_TASK DIRECTIONS_
Put the lines from the one containing "Return the mask of every instance of the overcast" through the last line of the rows into a Markdown table with the columns Nr and Line. Number each line and leave out blank lines.

--- Start ---

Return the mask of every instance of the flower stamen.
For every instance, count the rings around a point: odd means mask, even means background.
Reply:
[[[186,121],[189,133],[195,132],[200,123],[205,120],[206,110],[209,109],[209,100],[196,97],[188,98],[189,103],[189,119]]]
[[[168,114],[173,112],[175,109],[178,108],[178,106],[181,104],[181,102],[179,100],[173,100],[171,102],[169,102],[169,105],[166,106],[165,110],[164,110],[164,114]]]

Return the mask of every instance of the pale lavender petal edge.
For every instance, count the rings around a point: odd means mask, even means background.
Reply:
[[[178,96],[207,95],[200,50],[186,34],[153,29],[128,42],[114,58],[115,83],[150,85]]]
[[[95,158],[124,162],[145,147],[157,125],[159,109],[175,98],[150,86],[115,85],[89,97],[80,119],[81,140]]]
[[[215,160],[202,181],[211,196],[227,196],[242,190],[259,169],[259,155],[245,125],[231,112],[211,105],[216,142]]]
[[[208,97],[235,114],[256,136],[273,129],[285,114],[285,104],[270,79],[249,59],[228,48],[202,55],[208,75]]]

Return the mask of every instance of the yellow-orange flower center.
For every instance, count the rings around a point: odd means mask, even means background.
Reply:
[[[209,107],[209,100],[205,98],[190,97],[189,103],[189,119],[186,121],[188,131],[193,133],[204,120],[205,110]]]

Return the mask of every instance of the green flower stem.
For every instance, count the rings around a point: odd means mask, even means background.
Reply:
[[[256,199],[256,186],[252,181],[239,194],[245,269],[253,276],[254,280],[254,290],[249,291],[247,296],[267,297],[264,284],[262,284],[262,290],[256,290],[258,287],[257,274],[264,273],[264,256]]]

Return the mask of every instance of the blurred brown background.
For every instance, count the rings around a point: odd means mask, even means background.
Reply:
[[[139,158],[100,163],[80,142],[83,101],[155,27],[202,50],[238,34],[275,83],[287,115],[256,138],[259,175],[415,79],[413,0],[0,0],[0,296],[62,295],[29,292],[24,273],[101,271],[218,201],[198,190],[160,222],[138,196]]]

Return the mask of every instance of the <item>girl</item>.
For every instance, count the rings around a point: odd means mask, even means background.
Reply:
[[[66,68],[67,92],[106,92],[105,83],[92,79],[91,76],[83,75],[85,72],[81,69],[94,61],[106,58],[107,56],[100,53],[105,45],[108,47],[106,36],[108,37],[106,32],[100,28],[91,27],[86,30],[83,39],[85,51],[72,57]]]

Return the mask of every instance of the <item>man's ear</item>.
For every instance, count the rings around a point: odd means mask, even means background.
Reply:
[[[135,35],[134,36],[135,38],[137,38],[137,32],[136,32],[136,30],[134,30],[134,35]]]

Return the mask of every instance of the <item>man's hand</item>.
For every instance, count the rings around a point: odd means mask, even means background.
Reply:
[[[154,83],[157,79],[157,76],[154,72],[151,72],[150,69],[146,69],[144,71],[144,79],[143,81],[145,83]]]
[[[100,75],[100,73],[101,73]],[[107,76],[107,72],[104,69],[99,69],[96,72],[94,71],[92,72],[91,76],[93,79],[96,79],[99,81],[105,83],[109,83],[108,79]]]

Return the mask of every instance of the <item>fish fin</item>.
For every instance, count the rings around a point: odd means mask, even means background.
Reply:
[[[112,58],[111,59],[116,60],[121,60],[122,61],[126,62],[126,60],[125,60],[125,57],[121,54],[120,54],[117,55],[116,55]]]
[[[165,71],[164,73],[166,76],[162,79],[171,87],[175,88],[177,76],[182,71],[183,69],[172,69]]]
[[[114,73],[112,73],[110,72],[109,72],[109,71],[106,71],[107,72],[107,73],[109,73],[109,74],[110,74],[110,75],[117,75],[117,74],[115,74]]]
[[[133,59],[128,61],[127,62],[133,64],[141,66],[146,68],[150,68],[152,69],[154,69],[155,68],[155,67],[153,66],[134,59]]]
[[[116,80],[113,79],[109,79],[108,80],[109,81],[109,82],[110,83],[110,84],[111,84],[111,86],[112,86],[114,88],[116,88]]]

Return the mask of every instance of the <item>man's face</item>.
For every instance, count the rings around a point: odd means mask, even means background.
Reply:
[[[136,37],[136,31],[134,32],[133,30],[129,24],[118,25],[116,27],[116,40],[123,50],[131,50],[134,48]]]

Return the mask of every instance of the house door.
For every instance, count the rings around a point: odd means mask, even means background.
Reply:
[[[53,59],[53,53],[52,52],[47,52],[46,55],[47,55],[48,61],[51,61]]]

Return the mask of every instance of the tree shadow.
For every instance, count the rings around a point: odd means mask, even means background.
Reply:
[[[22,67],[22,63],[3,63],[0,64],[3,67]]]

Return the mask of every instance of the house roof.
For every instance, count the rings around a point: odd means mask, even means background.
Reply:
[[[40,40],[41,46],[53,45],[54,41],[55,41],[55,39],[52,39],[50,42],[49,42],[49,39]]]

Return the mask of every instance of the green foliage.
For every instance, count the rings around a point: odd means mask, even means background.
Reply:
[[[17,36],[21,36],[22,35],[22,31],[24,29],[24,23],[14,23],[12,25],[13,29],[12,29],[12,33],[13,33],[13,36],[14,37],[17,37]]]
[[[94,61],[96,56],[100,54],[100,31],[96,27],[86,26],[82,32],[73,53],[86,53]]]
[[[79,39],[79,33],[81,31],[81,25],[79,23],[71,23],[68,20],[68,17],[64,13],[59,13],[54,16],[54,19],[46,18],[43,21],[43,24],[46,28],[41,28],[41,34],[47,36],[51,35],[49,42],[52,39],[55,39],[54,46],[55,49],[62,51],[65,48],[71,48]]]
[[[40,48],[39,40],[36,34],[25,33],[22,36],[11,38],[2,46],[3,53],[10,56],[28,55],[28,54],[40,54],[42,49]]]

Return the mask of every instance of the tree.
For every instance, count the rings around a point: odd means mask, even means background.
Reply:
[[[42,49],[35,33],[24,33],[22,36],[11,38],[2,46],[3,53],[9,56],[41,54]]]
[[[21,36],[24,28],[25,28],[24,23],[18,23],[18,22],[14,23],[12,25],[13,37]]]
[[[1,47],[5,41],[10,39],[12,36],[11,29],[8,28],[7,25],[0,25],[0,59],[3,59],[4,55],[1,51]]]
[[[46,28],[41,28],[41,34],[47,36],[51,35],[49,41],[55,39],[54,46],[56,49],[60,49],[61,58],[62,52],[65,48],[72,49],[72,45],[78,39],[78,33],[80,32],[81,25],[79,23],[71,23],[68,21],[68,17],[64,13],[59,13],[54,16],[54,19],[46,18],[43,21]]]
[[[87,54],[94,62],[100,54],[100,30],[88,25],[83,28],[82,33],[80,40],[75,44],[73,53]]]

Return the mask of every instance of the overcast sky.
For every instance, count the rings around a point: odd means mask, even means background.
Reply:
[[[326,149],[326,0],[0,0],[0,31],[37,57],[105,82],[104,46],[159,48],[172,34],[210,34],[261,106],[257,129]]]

--- End ---

_THE OUTPUT_
| Nr | Line |
|---|---|
| 1 | Return the mask of every instance of the overcast sky. |
| 2 | For every instance, count the rings around a point: odd means mask, even means background. |
| 3 | Reply: |
| 4 | [[[326,149],[326,0],[0,0],[0,31],[37,57],[105,82],[104,46],[159,48],[172,34],[210,34],[261,106],[257,129]]] |